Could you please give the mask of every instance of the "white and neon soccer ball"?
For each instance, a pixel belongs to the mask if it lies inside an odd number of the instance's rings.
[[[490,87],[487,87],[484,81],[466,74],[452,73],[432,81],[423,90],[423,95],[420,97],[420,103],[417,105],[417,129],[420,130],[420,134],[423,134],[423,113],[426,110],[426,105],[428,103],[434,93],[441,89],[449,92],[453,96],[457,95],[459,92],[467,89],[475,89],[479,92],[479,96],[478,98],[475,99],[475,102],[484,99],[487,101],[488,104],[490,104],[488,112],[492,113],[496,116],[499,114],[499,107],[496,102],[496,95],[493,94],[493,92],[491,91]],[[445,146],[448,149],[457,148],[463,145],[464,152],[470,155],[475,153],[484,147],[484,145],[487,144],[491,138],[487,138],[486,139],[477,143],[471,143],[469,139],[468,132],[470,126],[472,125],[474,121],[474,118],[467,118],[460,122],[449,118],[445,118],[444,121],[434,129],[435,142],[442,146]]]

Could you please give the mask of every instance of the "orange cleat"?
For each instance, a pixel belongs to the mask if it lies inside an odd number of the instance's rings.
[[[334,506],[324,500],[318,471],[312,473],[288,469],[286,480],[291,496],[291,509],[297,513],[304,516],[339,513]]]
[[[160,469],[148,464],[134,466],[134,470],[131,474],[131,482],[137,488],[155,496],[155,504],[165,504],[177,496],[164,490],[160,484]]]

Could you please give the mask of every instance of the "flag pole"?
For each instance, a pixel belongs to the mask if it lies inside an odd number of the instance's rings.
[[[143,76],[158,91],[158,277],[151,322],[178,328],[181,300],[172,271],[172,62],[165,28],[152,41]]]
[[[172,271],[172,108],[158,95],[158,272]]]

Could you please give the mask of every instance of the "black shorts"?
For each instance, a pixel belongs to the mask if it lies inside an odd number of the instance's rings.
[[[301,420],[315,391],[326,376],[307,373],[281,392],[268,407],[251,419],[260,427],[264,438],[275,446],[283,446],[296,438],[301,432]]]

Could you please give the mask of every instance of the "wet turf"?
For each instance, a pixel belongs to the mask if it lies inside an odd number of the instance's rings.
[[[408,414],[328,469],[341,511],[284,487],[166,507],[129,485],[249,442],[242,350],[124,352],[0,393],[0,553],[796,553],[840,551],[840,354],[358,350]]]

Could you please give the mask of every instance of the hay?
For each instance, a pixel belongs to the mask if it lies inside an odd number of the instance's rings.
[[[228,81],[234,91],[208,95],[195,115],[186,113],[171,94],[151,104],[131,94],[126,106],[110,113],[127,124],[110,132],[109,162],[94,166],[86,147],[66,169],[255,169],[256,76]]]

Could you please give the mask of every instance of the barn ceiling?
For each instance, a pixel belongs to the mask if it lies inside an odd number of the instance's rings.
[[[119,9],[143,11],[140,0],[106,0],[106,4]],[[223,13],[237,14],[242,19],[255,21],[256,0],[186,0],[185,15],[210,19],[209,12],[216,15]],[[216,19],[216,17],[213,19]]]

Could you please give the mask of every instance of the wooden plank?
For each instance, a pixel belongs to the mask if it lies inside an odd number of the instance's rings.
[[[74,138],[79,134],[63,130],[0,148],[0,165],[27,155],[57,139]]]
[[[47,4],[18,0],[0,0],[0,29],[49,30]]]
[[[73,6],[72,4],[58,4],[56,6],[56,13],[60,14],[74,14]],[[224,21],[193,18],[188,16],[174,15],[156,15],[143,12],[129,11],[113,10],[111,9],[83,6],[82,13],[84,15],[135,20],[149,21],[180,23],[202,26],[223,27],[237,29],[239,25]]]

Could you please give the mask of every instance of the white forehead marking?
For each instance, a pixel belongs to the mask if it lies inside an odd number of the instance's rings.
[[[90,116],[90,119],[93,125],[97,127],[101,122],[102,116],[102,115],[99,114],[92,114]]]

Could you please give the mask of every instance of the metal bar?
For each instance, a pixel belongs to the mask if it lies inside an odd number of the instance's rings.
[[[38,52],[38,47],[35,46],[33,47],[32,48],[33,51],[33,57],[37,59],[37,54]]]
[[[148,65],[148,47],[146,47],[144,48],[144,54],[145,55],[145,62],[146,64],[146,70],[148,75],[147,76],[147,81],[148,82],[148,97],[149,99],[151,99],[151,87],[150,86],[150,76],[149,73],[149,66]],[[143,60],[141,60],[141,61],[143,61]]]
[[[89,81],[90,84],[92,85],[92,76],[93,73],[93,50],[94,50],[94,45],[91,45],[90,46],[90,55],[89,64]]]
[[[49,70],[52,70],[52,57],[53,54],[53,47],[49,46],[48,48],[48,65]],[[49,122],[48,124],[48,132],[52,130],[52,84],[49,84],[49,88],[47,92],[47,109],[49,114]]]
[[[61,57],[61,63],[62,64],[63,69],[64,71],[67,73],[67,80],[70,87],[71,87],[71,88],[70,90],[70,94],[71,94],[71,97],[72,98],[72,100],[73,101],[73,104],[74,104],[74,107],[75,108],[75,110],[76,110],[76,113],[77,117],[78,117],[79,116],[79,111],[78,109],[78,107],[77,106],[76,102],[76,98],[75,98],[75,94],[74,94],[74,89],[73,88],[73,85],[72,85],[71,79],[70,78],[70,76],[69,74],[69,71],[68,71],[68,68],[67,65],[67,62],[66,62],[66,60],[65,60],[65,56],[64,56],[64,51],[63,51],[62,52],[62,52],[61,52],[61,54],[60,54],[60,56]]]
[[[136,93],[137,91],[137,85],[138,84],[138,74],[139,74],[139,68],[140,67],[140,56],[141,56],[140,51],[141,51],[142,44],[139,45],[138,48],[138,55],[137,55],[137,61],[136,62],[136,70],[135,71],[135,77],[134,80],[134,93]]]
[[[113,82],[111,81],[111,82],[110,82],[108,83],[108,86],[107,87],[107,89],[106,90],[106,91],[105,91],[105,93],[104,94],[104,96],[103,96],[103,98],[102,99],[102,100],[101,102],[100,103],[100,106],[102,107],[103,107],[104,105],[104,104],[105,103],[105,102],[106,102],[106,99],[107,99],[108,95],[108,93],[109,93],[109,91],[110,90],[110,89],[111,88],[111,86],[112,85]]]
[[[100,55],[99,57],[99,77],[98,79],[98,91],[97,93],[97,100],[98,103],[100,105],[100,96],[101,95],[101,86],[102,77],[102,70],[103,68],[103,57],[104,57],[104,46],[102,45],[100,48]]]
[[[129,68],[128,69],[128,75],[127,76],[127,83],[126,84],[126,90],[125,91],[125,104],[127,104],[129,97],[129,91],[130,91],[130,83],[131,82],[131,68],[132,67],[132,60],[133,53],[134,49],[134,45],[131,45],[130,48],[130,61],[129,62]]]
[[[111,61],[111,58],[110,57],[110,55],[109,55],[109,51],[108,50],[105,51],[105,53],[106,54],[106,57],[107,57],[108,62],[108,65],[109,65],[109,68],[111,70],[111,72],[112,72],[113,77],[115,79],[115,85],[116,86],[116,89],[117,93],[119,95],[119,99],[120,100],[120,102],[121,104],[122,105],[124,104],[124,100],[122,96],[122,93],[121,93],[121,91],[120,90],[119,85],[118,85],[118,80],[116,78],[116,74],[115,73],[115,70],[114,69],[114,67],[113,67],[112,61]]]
★ ★ ★ ★ ★ ★ ★
__To do__. Locate all lines in the records above that contain the string "every" with case matching exactly, and copy each such line.

__Result of this task__.
Could you please give the mask of every instance of the "white and neon soccer ball"?
Could you please give the mask of every instance of the "orange cleat"?
Could you please give the mask of every instance of the "flag pole"?
Could you please give the mask of every instance of the "black shorts"?
Could you please give the mask of every instance of the "wet turf"?
Could you please give the mask of every instance of the hay?
Could you please give the mask of every instance of the barn ceiling?
Could you please give the mask of every instance of the wooden plank?
Could you please give the mask of every instance of the white forehead marking?
Could you please give the mask of every instance of the metal bar?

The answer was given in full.